AI

[INTERSPEECH 2022 Series #1] Human Sound Classification based on Feature Fusion Method with Air and Bone Conducted Signal

By Lizhong Wang Samsung R&D Institute China - Beijing
By Liang Xu Samsung R&D Institute China - Beijing

The 23rd Annual Conference of the International Speech Communication Association (INTERSPEECH 2022) is being held in Incheon, South Korea in this week. Hosted by the International Speech Communication Association (ISCA), INTERSPEECH is the world's largest conference on research and technology of spoken language understanding and processing.

This year a total of 13 papers in Samsung Research’s R&D centers around the world were accepted at the INTERSPEECH 2022. In this relay series, we are introducing a summary of the 6 research papers.

- Part 1 : Human Sound Classification based on Feature Fusion Method with Air and Bone Conducted Signal
   (by Samsung R&D Institute China-Beijing)

- Part 2: FedNST: Federated Noisy Student Training for Automatic Speech Recognition   (by Samsung R&D Institute UK)

- Part 3: Bunched LPCNet2: Efficient Neural Vocoders Covering Devices from Cloud to Edge (by Samsung Research)

- Part 4: Cross-Modal Decision Regularization for Simultaneous Speech Translation (by Samsung Research)

- Part 5: Prototypical Speaker-Interference Loss for Target Voice Separation Using Non-Parallel Audio Samples
   (by Samsung Research)

» **Exercise instructions**
**a)** From the INTERSPEECH 2022 post, list every paper title credited to Samsung Research.
**b)** Reproduce the stretch of the INTERSPEECH 2022 post from "The 23rd Annual" through "6 research papers.", word for word.

» **Records supplied**
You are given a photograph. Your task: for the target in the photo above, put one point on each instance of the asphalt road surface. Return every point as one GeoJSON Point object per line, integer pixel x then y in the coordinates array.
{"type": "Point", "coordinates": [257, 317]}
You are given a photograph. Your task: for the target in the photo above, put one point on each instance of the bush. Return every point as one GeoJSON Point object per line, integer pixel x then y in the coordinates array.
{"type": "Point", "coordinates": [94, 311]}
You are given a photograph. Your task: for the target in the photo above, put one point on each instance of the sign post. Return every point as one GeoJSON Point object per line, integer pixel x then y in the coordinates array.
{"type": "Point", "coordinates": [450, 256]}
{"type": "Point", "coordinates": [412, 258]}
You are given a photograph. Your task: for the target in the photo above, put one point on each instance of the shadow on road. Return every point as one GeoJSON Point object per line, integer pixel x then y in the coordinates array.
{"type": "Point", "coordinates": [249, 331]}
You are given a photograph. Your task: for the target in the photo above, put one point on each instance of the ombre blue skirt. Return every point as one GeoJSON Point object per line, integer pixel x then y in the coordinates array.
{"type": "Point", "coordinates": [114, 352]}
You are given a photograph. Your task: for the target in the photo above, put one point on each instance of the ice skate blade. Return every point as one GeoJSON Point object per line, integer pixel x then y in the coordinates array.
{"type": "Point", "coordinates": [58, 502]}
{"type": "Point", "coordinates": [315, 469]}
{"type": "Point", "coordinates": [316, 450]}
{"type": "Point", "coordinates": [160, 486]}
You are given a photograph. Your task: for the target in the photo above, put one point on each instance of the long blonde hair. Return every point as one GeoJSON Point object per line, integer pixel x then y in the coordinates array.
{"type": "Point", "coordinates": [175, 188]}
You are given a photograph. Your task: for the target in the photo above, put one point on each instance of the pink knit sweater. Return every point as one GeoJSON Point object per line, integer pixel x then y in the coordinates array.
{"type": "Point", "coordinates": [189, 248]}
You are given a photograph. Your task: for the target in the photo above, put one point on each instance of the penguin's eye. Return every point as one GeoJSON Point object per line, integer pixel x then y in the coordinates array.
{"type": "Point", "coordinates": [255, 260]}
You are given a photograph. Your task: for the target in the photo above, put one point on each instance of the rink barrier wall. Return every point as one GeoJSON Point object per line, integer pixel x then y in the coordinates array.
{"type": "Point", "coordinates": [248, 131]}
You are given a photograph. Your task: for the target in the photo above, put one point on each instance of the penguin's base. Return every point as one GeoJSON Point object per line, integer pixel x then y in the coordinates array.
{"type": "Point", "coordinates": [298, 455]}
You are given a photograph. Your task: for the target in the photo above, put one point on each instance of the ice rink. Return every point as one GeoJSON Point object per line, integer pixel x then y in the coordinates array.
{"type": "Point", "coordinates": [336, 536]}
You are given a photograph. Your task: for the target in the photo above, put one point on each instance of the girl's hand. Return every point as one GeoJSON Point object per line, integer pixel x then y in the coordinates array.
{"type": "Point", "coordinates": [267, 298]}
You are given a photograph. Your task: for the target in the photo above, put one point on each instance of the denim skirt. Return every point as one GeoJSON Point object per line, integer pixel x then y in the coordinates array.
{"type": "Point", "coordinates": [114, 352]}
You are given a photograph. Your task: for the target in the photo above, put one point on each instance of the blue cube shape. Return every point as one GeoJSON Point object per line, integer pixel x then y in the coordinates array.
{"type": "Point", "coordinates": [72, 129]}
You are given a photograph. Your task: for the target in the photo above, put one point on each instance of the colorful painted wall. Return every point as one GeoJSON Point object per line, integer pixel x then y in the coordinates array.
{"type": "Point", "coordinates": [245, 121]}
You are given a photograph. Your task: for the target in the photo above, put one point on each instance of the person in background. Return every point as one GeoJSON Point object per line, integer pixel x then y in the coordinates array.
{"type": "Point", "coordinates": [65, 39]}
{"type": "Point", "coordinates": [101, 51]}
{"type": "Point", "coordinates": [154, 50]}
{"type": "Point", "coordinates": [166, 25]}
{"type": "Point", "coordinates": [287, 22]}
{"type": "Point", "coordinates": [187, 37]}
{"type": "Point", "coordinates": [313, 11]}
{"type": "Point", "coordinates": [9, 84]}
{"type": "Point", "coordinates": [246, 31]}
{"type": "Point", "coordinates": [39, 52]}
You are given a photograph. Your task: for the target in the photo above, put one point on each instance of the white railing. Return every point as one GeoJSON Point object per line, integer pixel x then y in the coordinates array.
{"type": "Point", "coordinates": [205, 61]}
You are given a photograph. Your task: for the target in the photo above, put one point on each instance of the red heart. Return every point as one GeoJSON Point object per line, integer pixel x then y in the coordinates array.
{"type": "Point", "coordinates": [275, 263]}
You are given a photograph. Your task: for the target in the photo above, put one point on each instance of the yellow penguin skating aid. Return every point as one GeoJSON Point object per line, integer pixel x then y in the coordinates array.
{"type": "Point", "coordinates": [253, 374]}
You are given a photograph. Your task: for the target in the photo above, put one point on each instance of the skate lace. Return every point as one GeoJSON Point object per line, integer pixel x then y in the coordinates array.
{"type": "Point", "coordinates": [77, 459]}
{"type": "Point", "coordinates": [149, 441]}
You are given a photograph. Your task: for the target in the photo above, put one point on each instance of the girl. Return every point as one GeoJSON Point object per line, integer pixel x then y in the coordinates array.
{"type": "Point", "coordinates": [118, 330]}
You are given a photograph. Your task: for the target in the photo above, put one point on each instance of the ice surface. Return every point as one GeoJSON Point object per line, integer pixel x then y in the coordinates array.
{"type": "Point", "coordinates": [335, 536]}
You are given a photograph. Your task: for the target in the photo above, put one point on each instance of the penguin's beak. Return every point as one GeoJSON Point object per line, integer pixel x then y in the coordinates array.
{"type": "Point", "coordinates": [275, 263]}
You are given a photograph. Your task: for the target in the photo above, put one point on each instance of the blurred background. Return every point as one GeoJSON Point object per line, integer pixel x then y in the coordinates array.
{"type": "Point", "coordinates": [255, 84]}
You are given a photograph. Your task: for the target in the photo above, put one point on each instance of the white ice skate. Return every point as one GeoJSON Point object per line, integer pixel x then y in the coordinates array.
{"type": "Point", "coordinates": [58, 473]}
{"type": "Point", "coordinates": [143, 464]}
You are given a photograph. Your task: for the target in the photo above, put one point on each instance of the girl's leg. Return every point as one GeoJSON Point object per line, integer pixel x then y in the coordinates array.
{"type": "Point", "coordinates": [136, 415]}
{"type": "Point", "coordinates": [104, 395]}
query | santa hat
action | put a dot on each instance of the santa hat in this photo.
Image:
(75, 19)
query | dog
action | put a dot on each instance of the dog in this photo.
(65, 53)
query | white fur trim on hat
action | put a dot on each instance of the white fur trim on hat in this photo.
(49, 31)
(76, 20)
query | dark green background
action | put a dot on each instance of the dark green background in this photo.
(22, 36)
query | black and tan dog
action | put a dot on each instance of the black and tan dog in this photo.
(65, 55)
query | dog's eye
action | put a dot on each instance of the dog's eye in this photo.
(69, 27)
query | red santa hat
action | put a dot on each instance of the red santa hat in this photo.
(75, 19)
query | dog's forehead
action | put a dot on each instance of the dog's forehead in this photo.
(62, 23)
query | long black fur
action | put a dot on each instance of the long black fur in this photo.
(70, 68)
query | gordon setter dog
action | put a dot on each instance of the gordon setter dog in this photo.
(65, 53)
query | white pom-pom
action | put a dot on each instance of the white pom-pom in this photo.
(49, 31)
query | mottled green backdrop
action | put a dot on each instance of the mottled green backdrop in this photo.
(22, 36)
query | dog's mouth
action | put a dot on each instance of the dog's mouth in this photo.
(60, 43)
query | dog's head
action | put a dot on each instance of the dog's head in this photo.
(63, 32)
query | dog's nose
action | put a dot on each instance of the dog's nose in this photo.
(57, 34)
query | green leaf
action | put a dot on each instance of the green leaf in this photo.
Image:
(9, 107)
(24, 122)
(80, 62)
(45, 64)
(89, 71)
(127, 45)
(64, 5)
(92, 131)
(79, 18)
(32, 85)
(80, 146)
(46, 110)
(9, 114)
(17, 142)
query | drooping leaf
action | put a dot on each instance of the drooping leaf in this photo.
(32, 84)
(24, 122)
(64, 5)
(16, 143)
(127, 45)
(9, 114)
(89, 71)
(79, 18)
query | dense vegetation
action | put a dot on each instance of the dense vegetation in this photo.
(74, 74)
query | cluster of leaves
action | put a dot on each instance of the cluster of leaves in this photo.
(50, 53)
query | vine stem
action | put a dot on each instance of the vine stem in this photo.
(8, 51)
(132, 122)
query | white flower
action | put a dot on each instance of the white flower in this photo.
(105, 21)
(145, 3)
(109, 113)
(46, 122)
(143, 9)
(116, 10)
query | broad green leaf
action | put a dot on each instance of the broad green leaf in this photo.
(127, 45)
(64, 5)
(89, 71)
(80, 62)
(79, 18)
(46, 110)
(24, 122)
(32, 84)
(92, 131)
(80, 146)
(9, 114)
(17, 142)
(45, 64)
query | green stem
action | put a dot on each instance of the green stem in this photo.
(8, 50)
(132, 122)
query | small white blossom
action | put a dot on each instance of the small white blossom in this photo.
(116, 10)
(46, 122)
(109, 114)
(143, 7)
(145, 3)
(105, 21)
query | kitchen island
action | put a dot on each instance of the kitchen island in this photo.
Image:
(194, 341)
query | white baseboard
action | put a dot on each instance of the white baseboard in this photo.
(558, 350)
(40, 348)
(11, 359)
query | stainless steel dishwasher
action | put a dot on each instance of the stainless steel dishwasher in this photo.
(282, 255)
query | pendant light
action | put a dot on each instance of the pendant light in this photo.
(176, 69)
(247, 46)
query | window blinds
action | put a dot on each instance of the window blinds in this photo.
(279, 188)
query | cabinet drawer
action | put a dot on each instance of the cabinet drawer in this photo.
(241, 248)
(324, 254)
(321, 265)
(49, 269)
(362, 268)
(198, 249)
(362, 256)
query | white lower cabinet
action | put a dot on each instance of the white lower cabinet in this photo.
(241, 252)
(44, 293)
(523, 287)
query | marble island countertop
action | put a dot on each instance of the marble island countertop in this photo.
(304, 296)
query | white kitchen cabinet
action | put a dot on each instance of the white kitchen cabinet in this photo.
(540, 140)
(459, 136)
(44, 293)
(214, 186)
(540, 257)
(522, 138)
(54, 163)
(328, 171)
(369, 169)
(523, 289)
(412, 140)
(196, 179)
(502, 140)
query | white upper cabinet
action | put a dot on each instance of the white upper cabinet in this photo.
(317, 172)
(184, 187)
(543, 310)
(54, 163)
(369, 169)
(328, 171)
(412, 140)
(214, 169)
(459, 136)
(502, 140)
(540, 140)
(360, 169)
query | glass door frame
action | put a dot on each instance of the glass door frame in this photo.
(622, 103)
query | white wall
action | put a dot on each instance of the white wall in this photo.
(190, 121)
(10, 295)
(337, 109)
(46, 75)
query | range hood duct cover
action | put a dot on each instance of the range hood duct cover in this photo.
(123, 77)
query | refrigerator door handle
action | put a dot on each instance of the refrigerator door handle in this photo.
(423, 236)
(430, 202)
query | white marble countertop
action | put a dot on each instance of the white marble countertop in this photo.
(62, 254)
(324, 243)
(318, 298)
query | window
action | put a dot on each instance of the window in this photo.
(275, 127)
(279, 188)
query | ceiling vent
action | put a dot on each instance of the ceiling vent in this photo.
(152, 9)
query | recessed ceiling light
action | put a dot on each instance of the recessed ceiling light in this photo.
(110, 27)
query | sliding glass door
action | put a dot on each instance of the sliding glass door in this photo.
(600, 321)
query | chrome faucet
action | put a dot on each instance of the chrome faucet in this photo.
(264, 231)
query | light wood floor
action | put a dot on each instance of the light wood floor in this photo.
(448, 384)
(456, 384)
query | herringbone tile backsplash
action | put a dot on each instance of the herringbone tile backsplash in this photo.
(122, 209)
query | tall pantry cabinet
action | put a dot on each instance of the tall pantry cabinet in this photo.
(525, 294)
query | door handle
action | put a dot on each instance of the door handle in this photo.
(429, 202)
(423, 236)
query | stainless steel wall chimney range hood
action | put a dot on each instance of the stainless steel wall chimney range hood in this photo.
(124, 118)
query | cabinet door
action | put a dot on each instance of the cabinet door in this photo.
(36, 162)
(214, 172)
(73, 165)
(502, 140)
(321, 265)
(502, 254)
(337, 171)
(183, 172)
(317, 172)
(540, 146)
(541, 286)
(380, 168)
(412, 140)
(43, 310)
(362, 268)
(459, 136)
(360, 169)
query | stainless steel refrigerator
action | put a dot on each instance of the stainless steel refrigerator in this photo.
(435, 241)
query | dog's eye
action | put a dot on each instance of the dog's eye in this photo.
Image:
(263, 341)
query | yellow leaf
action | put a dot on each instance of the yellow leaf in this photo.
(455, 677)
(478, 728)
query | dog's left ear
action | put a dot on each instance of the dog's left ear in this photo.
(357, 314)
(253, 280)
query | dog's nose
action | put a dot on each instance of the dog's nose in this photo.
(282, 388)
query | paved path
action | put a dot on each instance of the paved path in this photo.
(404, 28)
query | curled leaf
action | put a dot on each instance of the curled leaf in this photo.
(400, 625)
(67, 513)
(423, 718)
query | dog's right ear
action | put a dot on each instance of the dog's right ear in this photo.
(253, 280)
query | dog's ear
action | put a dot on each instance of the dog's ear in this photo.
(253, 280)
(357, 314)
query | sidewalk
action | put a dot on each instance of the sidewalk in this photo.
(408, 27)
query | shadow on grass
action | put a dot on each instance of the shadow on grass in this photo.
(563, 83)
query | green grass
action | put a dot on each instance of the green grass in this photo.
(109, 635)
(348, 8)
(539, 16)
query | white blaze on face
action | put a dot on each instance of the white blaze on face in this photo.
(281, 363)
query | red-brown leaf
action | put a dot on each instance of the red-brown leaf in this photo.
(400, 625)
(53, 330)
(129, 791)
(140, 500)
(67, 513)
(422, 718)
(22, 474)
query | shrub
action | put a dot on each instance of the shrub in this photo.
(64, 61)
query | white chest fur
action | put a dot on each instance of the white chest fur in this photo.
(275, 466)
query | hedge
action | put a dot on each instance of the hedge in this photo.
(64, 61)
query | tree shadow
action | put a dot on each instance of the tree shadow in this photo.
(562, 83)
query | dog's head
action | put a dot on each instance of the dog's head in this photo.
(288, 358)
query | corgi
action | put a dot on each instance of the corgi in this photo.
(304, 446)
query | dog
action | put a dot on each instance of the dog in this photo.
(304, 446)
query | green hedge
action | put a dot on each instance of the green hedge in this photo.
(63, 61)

» **Solutions**
**a)**
- Bunched LPCNet2: Efficient Neural Vocoders Covering Devices from Cloud to Edge
- Cross-Modal Decision Regularization for Simultaneous Speech Translation
- Prototypical Speaker-Interference Loss for Target Voice Separation Using Non-Parallel Audio Samples

**b)**
The 23rd Annual Conference of the International Speech Communication Association (INTERSPEECH 2022) is being held in Incheon, South Korea in this week. Hosted by the International Speech Communication Association (ISCA), INTERSPEECH is the world's largest conference on research and technology of spoken language understanding and processing.

This year a total of 13 papers in Samsung Research’s R&D centers around the world were accepted at the INTERSPEECH 2022. In this relay series, we are introducing a summary of the 6 research papers.